**Job A:**
Reproduce verbatim the passage of the review of Kate starting with "Slowly but surely, Mary" and going on through "Thurman’s Beatrix Kiddo.".
**Job B:**
List every fictional character named in the review of Kate.
**Job C:**
Write the next portion of the review of Kate, picking up after its final sentence.

**Text section:**
□ □ □

Slowly but surely, Mary Elizabeth Winstead has been working her way toward much-deserved action stardom over the last several years. The particular highlight of her ascendency has been last year’s Birds of Prey, where she played the awkward but highly-capable vigilante Huntress. Winstead brings a unique balance of humor, humanity, and steeliness to her work that lends itself well to genre and action. She can project an air of badass cool one moment, then let her guard down and add surprising depth to her character the next, like a softer, less self-assured version of Uma Thurman’s Beatrix Kiddo.
Winstead finally gets a shoot-em-up showcase all her own with Netflix’s Kate, which in addition to boasting Winstead and Woody Harrelson above the title, also comes with the blessing of action auteur David Leitch, who serves here as producer. Kate lacks the effortlessly intriguing worldbuilding of Leitch’s directorial work, and its plot and visual style aren’t terribly unique. However, it benefits a great deal from Winstead’s likable, layered performance, which keeps the whole enterprise humming along.
Winstead’s Kate is an assassin working in Japan alongside her handler/mentor Varrick (Harrelson). After a job in Osaka complicates Kate’s principles by forcing her to kill a man in front of his teenage daughter, Kate starts seriously contemplating getting out of the life. Harrelson convinces her to do one last job, but on the night of the hit, Kate gets slammed with radiation poisoning courtesy of a vengeful Yakuza clan. With 24 hours left to live, Kate seeks retribution, putting her on a collision course with Ani (Miku Patricia Martineau), the salty, sarcastic daughter of the man she killed in Osaka.

□ □ □

**Supplied material:**
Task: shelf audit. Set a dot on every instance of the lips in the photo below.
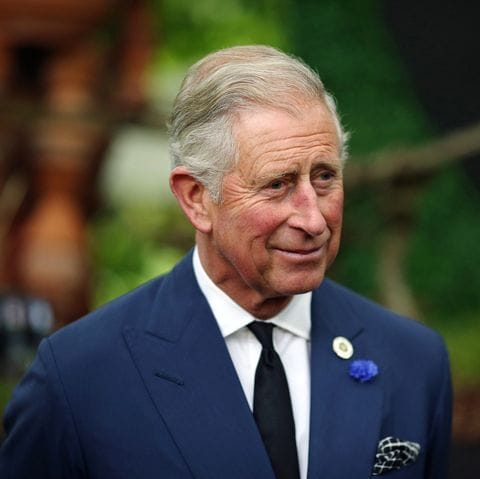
(301, 253)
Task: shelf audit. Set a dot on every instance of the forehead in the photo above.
(268, 136)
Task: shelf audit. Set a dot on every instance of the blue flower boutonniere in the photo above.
(363, 370)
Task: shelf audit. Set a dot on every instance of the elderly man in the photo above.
(244, 361)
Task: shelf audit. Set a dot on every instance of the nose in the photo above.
(306, 212)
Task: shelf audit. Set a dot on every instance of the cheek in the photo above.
(333, 211)
(259, 222)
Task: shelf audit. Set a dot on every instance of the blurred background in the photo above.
(85, 209)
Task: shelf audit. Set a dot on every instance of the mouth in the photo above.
(301, 254)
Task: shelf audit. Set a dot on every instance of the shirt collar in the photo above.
(295, 317)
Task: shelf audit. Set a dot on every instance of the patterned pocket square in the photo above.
(393, 453)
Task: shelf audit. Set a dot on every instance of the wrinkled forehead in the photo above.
(254, 121)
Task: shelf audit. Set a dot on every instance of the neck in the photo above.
(261, 306)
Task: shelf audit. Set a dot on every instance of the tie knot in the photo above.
(263, 332)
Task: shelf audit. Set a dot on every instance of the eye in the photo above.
(277, 184)
(324, 176)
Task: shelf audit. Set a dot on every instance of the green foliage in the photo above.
(356, 264)
(192, 29)
(348, 44)
(133, 246)
(445, 254)
(461, 335)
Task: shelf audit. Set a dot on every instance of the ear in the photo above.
(193, 198)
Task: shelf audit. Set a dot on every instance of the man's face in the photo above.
(277, 227)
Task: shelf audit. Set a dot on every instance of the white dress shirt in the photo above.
(291, 339)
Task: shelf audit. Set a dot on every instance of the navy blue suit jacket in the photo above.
(145, 388)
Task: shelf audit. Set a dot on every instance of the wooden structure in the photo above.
(69, 70)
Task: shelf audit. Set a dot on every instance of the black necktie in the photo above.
(272, 407)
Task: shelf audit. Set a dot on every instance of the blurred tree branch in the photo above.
(412, 164)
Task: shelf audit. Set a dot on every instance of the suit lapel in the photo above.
(190, 377)
(345, 415)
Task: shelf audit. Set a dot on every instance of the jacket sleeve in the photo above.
(440, 433)
(42, 440)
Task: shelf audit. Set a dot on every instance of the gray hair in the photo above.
(221, 85)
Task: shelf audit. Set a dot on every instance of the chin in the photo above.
(303, 285)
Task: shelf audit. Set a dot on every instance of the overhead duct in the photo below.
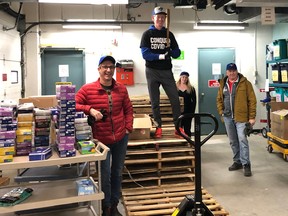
(197, 4)
(253, 14)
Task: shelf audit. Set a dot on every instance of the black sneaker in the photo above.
(235, 166)
(114, 211)
(247, 170)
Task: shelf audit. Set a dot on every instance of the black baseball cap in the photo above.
(231, 66)
(105, 58)
(159, 10)
(184, 73)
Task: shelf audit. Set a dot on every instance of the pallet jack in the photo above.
(193, 205)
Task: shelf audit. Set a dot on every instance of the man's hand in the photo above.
(96, 114)
(165, 56)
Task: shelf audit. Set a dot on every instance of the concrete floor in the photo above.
(265, 193)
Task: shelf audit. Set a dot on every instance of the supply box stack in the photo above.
(65, 134)
(25, 129)
(83, 134)
(42, 127)
(7, 134)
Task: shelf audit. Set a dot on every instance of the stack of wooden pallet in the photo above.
(158, 162)
(162, 201)
(158, 173)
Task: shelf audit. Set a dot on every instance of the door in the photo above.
(71, 68)
(211, 62)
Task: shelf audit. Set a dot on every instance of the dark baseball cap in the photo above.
(105, 58)
(159, 10)
(231, 66)
(184, 73)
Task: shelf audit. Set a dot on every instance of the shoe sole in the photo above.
(234, 169)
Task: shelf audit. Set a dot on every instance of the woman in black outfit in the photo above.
(187, 91)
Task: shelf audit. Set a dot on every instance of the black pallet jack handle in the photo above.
(197, 207)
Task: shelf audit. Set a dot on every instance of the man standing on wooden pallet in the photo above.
(158, 45)
(236, 103)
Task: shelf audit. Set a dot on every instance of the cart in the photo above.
(276, 143)
(193, 205)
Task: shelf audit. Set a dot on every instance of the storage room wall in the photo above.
(9, 59)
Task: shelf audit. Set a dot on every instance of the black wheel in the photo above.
(264, 132)
(269, 149)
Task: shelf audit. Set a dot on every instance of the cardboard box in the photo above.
(40, 154)
(45, 101)
(141, 127)
(279, 123)
(86, 147)
(278, 106)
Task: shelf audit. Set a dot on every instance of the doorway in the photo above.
(71, 61)
(211, 66)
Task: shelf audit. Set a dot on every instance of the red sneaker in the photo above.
(158, 133)
(181, 130)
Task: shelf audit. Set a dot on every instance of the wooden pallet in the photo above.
(142, 105)
(163, 200)
(158, 162)
(4, 181)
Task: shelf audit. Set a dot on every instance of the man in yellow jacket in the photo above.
(236, 103)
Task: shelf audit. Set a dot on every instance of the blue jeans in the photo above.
(238, 140)
(111, 171)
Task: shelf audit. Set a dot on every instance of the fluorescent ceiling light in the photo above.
(220, 26)
(91, 26)
(180, 6)
(109, 2)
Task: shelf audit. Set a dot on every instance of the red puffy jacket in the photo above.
(120, 119)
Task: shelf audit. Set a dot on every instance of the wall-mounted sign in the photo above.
(213, 84)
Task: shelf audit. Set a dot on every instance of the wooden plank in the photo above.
(163, 200)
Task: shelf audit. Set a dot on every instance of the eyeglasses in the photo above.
(112, 67)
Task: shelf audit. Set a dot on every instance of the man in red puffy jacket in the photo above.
(108, 102)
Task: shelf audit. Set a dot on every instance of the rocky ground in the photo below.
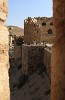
(33, 87)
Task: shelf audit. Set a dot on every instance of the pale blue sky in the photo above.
(21, 9)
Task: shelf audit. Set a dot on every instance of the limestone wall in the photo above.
(17, 48)
(4, 48)
(38, 29)
(47, 60)
(32, 58)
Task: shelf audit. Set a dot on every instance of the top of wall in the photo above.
(36, 19)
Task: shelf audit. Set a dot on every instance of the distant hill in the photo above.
(15, 30)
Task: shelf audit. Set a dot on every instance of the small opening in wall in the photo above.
(43, 24)
(51, 23)
(50, 31)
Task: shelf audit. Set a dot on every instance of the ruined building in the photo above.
(38, 29)
(4, 58)
(58, 52)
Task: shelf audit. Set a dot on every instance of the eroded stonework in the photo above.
(4, 48)
(3, 9)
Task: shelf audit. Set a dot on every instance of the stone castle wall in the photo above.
(47, 60)
(32, 58)
(38, 29)
(4, 48)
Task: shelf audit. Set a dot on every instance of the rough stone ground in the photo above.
(34, 87)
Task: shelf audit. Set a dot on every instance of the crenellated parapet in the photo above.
(38, 29)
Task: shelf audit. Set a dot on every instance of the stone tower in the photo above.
(58, 52)
(4, 59)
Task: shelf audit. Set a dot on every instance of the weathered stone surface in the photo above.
(58, 53)
(3, 9)
(32, 58)
(4, 63)
(38, 29)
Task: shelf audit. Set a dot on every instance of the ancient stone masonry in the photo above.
(32, 58)
(4, 59)
(38, 29)
(58, 52)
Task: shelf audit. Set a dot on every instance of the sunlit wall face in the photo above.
(22, 9)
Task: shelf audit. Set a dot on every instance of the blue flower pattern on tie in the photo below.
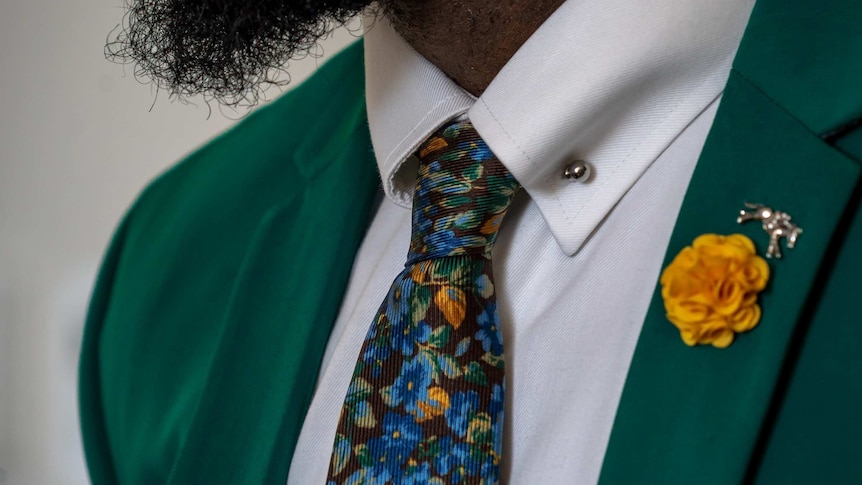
(425, 404)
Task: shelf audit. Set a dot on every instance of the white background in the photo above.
(77, 143)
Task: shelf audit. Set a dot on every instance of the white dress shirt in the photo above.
(631, 86)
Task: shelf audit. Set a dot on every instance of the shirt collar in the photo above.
(611, 82)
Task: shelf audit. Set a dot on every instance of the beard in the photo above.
(229, 51)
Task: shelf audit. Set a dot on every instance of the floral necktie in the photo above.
(425, 404)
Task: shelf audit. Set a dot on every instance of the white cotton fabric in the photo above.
(631, 86)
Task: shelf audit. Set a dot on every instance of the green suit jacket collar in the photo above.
(236, 416)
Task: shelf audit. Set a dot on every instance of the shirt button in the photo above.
(577, 171)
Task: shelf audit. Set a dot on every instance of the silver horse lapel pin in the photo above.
(776, 223)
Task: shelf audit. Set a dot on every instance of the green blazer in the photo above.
(219, 290)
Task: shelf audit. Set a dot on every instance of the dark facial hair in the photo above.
(227, 50)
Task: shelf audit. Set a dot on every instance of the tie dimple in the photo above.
(425, 404)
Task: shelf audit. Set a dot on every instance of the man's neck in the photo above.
(469, 40)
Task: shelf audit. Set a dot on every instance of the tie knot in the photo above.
(462, 193)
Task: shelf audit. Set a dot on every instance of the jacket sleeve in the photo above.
(95, 439)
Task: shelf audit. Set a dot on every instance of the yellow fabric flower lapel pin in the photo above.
(710, 288)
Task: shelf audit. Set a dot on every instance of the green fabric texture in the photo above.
(216, 299)
(781, 404)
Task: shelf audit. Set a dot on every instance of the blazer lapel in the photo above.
(694, 415)
(283, 305)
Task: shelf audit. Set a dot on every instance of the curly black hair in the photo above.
(227, 50)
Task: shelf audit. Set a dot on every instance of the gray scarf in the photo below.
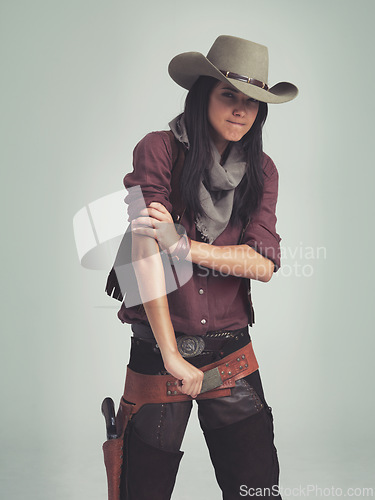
(218, 202)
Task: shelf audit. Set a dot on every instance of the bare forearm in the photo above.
(237, 260)
(149, 271)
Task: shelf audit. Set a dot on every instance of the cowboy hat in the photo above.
(241, 63)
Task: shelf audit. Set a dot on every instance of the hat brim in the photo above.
(186, 68)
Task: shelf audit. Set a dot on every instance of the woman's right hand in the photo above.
(191, 377)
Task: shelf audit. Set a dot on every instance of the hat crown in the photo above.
(229, 53)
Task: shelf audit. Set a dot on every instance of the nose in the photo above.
(239, 109)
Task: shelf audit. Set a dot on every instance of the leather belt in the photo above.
(219, 377)
(193, 345)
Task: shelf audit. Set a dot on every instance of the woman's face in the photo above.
(231, 114)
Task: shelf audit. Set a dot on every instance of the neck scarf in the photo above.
(217, 202)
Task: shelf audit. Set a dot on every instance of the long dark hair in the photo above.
(249, 192)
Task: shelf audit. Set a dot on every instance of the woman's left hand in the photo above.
(156, 222)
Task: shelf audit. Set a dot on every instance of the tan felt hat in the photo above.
(241, 63)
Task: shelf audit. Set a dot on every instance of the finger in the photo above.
(144, 221)
(157, 214)
(145, 231)
(159, 206)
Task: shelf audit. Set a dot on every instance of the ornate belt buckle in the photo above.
(189, 346)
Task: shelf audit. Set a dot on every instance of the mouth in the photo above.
(236, 123)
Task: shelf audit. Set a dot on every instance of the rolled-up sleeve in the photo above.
(261, 232)
(152, 166)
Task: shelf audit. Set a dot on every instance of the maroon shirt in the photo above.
(209, 301)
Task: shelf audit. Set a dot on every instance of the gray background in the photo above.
(82, 82)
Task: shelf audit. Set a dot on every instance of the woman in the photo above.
(225, 194)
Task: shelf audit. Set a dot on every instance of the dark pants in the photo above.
(238, 430)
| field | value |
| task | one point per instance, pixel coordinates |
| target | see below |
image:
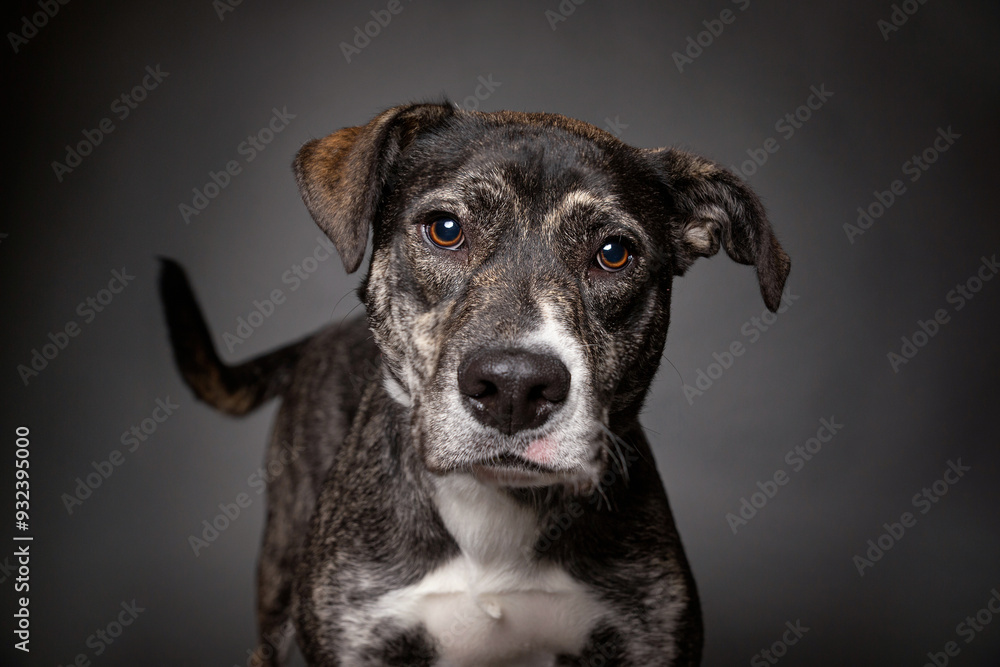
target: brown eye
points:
(445, 233)
(613, 256)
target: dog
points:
(464, 480)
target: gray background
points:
(824, 357)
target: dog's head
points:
(519, 286)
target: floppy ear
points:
(341, 176)
(715, 207)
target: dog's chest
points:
(494, 605)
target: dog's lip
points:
(512, 470)
(507, 476)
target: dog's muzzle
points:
(513, 390)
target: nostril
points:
(483, 389)
(513, 390)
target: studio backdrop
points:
(832, 467)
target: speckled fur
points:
(352, 517)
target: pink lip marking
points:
(541, 451)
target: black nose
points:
(512, 390)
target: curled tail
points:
(233, 389)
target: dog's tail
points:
(233, 389)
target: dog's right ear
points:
(341, 176)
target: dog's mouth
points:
(512, 470)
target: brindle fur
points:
(352, 516)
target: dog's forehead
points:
(547, 169)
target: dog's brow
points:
(459, 192)
(577, 199)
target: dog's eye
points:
(445, 233)
(613, 256)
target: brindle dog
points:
(488, 497)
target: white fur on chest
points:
(493, 605)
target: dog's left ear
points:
(714, 207)
(341, 176)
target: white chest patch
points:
(493, 606)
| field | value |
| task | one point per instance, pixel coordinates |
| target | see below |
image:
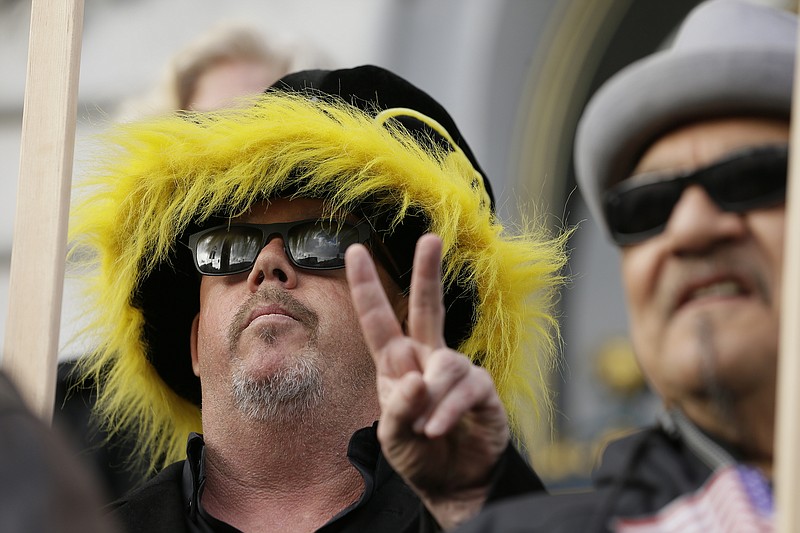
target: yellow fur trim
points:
(158, 176)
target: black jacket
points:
(169, 501)
(639, 475)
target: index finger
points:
(425, 309)
(378, 320)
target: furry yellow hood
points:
(157, 180)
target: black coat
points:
(164, 502)
(639, 475)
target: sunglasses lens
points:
(321, 244)
(228, 250)
(636, 212)
(747, 183)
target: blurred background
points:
(515, 75)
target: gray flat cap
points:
(729, 58)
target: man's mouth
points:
(270, 310)
(722, 288)
(711, 289)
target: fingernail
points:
(434, 429)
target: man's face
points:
(279, 341)
(704, 295)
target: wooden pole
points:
(40, 227)
(786, 467)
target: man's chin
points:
(283, 394)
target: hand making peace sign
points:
(443, 426)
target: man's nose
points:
(272, 264)
(697, 222)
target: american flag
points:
(735, 499)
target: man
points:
(219, 245)
(682, 157)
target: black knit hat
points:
(169, 297)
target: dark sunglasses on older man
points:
(311, 244)
(639, 207)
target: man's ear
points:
(193, 345)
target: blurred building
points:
(515, 74)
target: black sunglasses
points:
(639, 207)
(311, 244)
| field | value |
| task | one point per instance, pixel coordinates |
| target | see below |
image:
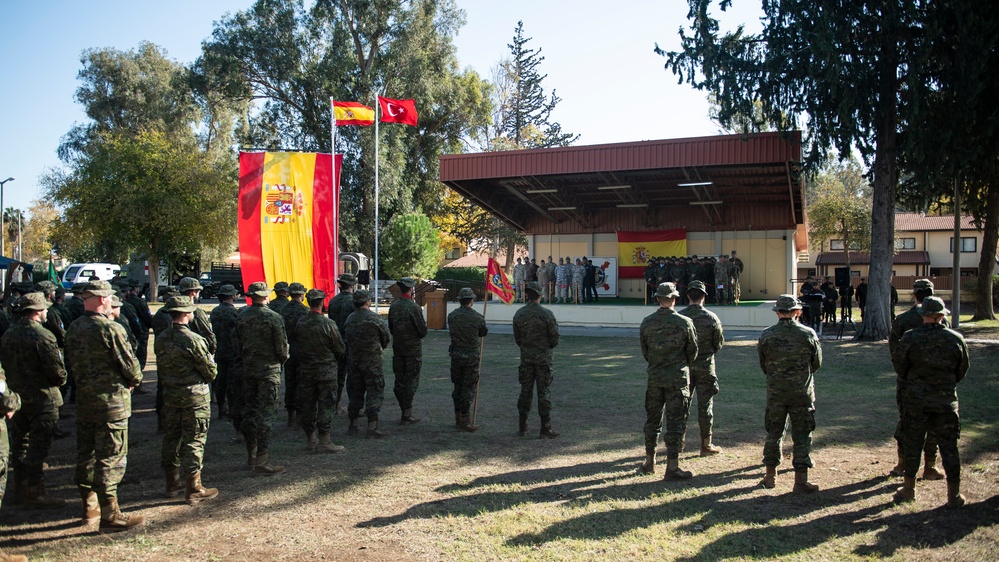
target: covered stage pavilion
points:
(729, 192)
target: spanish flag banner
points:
(635, 249)
(288, 207)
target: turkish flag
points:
(398, 111)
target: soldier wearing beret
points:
(367, 335)
(187, 369)
(106, 370)
(790, 355)
(703, 380)
(318, 352)
(408, 328)
(263, 345)
(467, 328)
(536, 332)
(35, 371)
(669, 345)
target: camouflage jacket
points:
(105, 368)
(367, 335)
(466, 326)
(536, 332)
(669, 344)
(185, 368)
(710, 336)
(930, 360)
(223, 319)
(407, 326)
(790, 354)
(262, 341)
(320, 348)
(34, 366)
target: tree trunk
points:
(986, 265)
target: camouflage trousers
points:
(31, 436)
(185, 432)
(260, 401)
(464, 376)
(365, 389)
(101, 456)
(802, 419)
(946, 424)
(407, 378)
(704, 382)
(672, 402)
(531, 376)
(316, 401)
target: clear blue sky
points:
(599, 60)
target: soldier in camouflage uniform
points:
(710, 339)
(467, 327)
(902, 323)
(339, 308)
(187, 370)
(35, 371)
(930, 360)
(790, 354)
(408, 328)
(263, 345)
(291, 313)
(319, 351)
(106, 370)
(367, 335)
(669, 345)
(536, 333)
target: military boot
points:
(195, 492)
(325, 446)
(466, 424)
(373, 431)
(264, 467)
(707, 448)
(954, 496)
(35, 497)
(770, 479)
(173, 485)
(930, 471)
(674, 472)
(801, 483)
(650, 463)
(91, 509)
(112, 519)
(407, 417)
(907, 492)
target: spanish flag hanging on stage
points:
(635, 249)
(288, 211)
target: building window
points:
(968, 245)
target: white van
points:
(82, 272)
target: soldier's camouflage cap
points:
(32, 301)
(697, 286)
(189, 284)
(180, 303)
(258, 289)
(362, 296)
(667, 290)
(786, 303)
(227, 290)
(97, 288)
(933, 305)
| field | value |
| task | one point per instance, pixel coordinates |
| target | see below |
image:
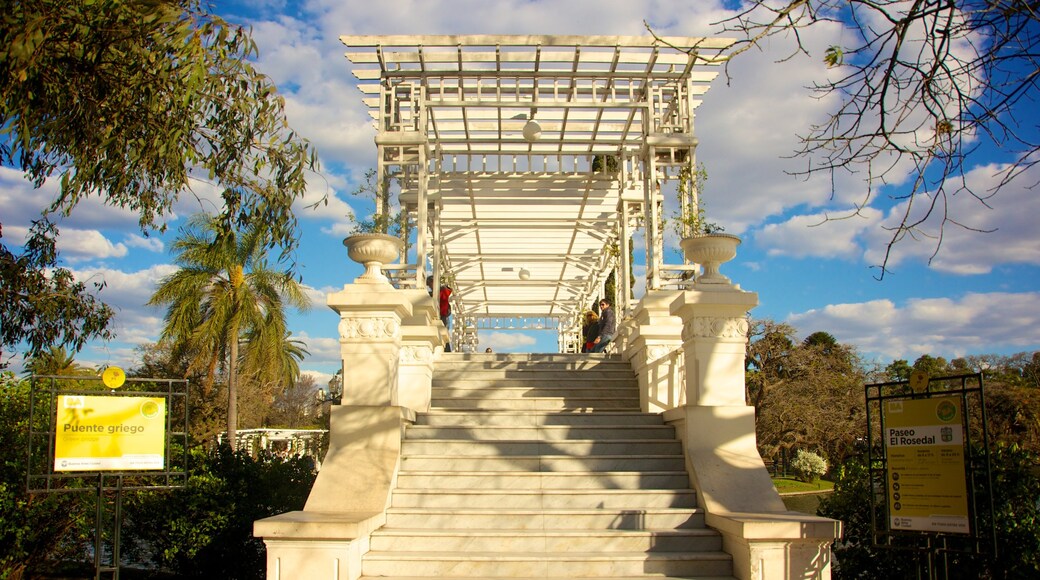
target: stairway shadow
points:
(542, 467)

□ □ □

**Written reply A:**
Slowly but surely, Mary Elizabeth Winstead has been working her way toward much-deserved action stardom over the last several years. The particular highlight of her ascendency has been last year’s Birds of Prey, where she played the awkward but highly-capable vigilante Huntress. Winstead brings a unique balance of humor, humanity, and steeliness to her work that lends itself well to genre and action. She can project an air of badass cool one moment, then let her guard down and add surprising depth to her character the next, like a softer, less self-assured version of Uma Thurman’s Beatrix Kiddo.

**Written reply B:**
Huntress, Beatrix Kiddo, Kate, Varrick, Ani

**Written reply C:**
Winstead is a force to be reckoned with here, showing a strong range that gets viewers invested in her character before things get crazy, then continually wowed by her when she morphs into revenge mode. Pre-poisoning, Kate is energetic, charming and funny. She seems to enjoy the violent particulars of her job not out of sadism, but because she’s good at it. When Kate suggests to Varrick that she’s thinking about getting out and settling down, that jump seems equally plausible, even something we hope she gets to have. Once that radiation kicks in, Winstead cranks it into John Wick-ian overdrive, and it’s boundless physical commitment and ass-kickery all the way down.
In addition to the dramatic echoes of Crank and the classic noir D.O.A., Kate owes a lot stylistically to the John Wick and Kill Bill movies, referencing and in some cases outright copying elements of their sets, cinematography and costuming. It’s an undeniably cool aesthetic—particularly when you blast Japanese girl-metal groups like Band Maid and Babymetal over the soundtrack against those images. However, it’s also a tired one, mistaking rain-drenched neon lights and late-night ramen stands for a personality rather than a form of appropriated exoticism (though, to its credit, Umair Aleem’s script at least acknowledges the issue).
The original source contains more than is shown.